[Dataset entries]
>>>

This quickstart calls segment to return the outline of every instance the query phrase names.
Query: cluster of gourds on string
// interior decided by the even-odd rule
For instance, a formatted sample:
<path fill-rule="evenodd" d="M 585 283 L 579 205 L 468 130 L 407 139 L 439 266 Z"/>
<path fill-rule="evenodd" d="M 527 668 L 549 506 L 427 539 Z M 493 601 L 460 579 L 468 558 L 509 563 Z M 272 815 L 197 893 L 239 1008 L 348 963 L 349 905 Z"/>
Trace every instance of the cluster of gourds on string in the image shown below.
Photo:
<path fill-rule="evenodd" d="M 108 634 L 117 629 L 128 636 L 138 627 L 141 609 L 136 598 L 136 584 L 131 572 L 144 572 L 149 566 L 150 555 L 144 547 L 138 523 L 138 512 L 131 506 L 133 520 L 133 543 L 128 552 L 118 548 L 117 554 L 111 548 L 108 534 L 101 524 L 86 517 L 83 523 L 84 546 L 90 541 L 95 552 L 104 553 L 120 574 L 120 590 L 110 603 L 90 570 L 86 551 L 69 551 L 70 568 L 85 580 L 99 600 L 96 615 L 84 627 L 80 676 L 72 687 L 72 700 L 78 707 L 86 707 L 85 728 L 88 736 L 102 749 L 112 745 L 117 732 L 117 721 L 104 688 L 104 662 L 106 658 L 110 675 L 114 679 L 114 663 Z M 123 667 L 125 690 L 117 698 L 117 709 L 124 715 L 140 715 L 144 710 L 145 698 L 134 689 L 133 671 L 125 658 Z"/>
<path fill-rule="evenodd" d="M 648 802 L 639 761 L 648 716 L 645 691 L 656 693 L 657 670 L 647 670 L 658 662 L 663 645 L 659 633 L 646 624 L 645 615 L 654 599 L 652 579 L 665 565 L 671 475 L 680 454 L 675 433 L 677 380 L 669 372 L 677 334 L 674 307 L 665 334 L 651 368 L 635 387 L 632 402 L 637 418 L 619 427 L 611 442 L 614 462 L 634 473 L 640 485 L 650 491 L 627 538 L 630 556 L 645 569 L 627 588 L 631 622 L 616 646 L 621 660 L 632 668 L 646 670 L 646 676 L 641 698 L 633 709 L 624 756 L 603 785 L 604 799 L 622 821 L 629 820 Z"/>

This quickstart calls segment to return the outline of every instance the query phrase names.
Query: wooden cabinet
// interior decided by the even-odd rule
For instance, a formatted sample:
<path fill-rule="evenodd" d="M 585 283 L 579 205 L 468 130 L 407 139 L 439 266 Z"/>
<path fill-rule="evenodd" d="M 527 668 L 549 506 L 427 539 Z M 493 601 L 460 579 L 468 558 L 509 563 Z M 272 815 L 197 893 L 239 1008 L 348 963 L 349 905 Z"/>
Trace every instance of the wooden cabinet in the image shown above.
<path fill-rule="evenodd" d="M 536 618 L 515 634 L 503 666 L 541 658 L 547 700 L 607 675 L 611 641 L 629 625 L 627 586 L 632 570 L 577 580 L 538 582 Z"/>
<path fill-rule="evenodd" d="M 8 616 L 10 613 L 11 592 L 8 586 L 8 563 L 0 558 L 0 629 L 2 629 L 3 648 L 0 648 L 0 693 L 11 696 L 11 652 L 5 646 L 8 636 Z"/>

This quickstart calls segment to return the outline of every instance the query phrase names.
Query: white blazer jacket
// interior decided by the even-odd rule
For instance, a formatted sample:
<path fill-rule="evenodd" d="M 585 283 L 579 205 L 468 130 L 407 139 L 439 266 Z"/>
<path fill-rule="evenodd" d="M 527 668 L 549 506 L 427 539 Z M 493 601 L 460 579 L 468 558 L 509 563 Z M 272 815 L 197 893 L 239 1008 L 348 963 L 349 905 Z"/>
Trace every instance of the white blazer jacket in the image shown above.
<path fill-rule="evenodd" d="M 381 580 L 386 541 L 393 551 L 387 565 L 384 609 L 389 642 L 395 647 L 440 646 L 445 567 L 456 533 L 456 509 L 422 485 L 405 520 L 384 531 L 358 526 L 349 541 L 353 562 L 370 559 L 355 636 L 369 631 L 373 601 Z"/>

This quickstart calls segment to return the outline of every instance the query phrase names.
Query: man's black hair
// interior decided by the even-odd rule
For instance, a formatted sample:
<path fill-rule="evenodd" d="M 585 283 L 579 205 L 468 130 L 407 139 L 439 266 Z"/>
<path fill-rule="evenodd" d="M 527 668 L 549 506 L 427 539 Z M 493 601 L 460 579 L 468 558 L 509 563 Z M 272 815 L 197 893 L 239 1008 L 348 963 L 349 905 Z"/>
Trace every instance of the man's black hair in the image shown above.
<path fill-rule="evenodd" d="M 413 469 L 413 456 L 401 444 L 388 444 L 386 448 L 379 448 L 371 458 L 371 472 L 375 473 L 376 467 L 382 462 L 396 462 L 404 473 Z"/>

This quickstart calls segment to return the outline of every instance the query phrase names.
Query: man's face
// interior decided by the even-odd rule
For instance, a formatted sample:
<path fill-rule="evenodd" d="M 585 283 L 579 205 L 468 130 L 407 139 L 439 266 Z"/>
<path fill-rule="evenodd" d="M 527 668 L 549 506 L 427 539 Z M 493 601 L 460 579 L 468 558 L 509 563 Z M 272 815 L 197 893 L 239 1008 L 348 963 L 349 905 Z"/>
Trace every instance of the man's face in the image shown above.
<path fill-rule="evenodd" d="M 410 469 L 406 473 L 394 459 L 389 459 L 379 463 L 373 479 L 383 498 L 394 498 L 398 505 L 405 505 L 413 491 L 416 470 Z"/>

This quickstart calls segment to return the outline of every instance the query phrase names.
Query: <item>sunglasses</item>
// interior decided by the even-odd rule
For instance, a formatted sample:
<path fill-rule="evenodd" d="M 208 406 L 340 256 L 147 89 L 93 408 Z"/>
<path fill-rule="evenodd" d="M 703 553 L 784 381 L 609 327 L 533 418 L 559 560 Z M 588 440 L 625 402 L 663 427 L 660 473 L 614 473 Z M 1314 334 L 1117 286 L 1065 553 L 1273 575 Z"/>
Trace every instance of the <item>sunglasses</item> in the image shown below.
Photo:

<<<

_WORK ITEM_
Transcribe every entry exactly.

_RESULT OF THIS EXERCISE_
This quickstart calls segment to return the outline of every instance the query phrase names.
Query: cluster of gourds on string
// interior decided by the even-odd rule
For instance, a formatted sample:
<path fill-rule="evenodd" d="M 585 283 L 579 205 L 468 130 L 407 139 L 439 266 Z"/>
<path fill-rule="evenodd" d="M 527 668 L 549 506 L 427 539 Z M 493 601 L 460 579 L 468 558 L 509 563 Z M 272 815 L 197 893 L 239 1008 L 348 963 L 349 905 Z"/>
Trace every instance of the cluster of gourds on string in the image shown below.
Photo:
<path fill-rule="evenodd" d="M 108 634 L 117 629 L 128 636 L 138 627 L 141 609 L 136 598 L 136 584 L 131 572 L 144 572 L 149 566 L 150 555 L 144 547 L 138 523 L 138 512 L 131 506 L 133 520 L 133 543 L 128 552 L 118 548 L 117 554 L 111 548 L 108 534 L 101 524 L 86 517 L 83 523 L 84 546 L 90 541 L 95 552 L 104 553 L 120 574 L 120 590 L 110 603 L 90 570 L 86 551 L 69 551 L 70 568 L 85 580 L 99 600 L 96 615 L 84 627 L 80 676 L 72 687 L 72 700 L 78 707 L 86 707 L 85 728 L 88 736 L 102 749 L 112 745 L 117 732 L 117 721 L 104 688 L 104 662 L 106 658 L 110 675 L 114 679 L 114 663 Z M 123 667 L 125 690 L 117 698 L 117 709 L 124 715 L 140 715 L 144 710 L 145 698 L 134 689 L 133 671 L 125 658 Z"/>
<path fill-rule="evenodd" d="M 648 802 L 639 761 L 648 716 L 645 691 L 656 693 L 657 670 L 647 670 L 658 662 L 663 645 L 659 633 L 646 624 L 645 615 L 654 599 L 652 579 L 665 565 L 671 475 L 680 454 L 675 433 L 677 380 L 669 372 L 677 334 L 674 307 L 665 334 L 651 368 L 635 387 L 632 402 L 637 418 L 619 427 L 611 442 L 614 462 L 634 473 L 640 485 L 650 491 L 627 538 L 630 556 L 645 569 L 627 588 L 631 622 L 616 646 L 621 660 L 632 668 L 646 670 L 646 676 L 641 698 L 633 709 L 624 756 L 603 785 L 604 799 L 622 821 L 629 820 Z"/>

This quickstart calls segment to return the outline of every instance the query phrase names.
Query: wooden cabinet
// interior decided by the even-odd rule
For instance, a formatted sample:
<path fill-rule="evenodd" d="M 585 283 L 579 205 L 468 130 L 407 139 L 439 266 Z"/>
<path fill-rule="evenodd" d="M 527 668 L 549 506 L 427 539 Z M 493 601 L 460 579 L 468 558 L 509 563 Z M 272 815 L 197 893 L 239 1008 L 348 963 L 349 905 Z"/>
Trace every instance of the wooden cabinet in the image shown above.
<path fill-rule="evenodd" d="M 536 618 L 515 634 L 503 666 L 541 658 L 547 700 L 607 675 L 611 641 L 629 625 L 627 586 L 632 570 L 577 580 L 538 582 Z"/>
<path fill-rule="evenodd" d="M 8 616 L 10 613 L 11 592 L 8 586 L 8 563 L 0 558 L 0 629 L 2 629 L 3 648 L 0 648 L 0 693 L 11 696 L 11 652 L 5 646 L 8 636 Z"/>

This quickstart calls segment to return the outline of every instance the query phrase names.
Query: white blazer jacket
// interior decided by the even-odd rule
For instance, a formatted sample:
<path fill-rule="evenodd" d="M 585 283 L 579 205 L 468 130 L 407 139 L 439 266 Z"/>
<path fill-rule="evenodd" d="M 527 668 L 549 506 L 427 539 Z M 493 601 L 460 579 L 468 558 L 509 563 Z M 272 815 L 197 893 L 239 1008 L 348 963 L 349 905 Z"/>
Trace every instance of the white blazer jacket in the image shown above.
<path fill-rule="evenodd" d="M 381 580 L 386 541 L 393 551 L 387 565 L 384 609 L 389 642 L 395 647 L 440 646 L 445 567 L 456 533 L 456 509 L 422 485 L 405 520 L 384 531 L 358 526 L 349 541 L 353 562 L 370 559 L 355 636 L 369 631 L 373 601 Z"/>

This quickstart calls segment to return the outline of every instance the query phrase names.
Query: man's black hair
// interior decided by the even-odd rule
For instance, a formatted sample:
<path fill-rule="evenodd" d="M 585 283 L 579 205 L 468 130 L 407 139 L 439 266 Z"/>
<path fill-rule="evenodd" d="M 527 668 L 549 506 L 427 539 Z M 493 601 L 460 579 L 468 558 L 509 563 Z M 272 815 L 197 893 L 239 1008 L 348 963 L 349 905 Z"/>
Trace every instance of the man's black hair in the image shown above.
<path fill-rule="evenodd" d="M 413 469 L 413 456 L 401 444 L 388 444 L 386 448 L 379 448 L 371 458 L 371 472 L 375 473 L 376 467 L 382 462 L 396 462 L 404 473 Z"/>

This quickstart calls segment to return the outline of every instance the query phrase names.
Query: man's face
// interior decided by the even-odd rule
For instance, a formatted sample:
<path fill-rule="evenodd" d="M 585 283 L 579 205 L 468 130 L 407 139 L 439 266 Z"/>
<path fill-rule="evenodd" d="M 527 668 L 549 506 L 427 539 Z M 493 601 L 460 579 L 468 558 L 509 563 Z M 272 815 L 197 893 L 239 1008 L 348 963 L 349 905 Z"/>
Trace every instance of the man's face in the image shown above.
<path fill-rule="evenodd" d="M 410 469 L 406 473 L 394 459 L 389 459 L 379 463 L 373 479 L 383 498 L 394 498 L 398 505 L 405 505 L 413 491 L 416 470 Z"/>

This quickstart calls segment to return the outline of every instance the query phrase names.
Query: <item>sunglasses</item>
// interior decided by the even-odd rule
For instance, a formatted sample:
<path fill-rule="evenodd" d="M 208 406 L 340 256 L 147 89 L 93 408 Z"/>
<path fill-rule="evenodd" d="M 703 553 L 784 381 L 609 327 L 533 418 L 559 560 Z M 588 440 L 625 402 L 663 427 L 660 473 L 614 473 Z M 1314 334 L 1117 286 L 1065 553 L 1273 575 Z"/>
Trace every instance of the <item>sunglasses</item> in the image shown below.
Photo:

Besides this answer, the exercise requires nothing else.